### [RECORDS FOR PROCESSING]

+---+

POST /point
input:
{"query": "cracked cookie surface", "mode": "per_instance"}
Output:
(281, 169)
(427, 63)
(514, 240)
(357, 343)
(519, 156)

+---+

### [DESCRIPTION OF THE TASK]
Given the listing above, print all of it word for word.

### [RESULT]
POST /point
input:
{"query": "cracked cookie surface", "mode": "per_instance"}
Output:
(281, 169)
(427, 63)
(514, 240)
(357, 343)
(519, 156)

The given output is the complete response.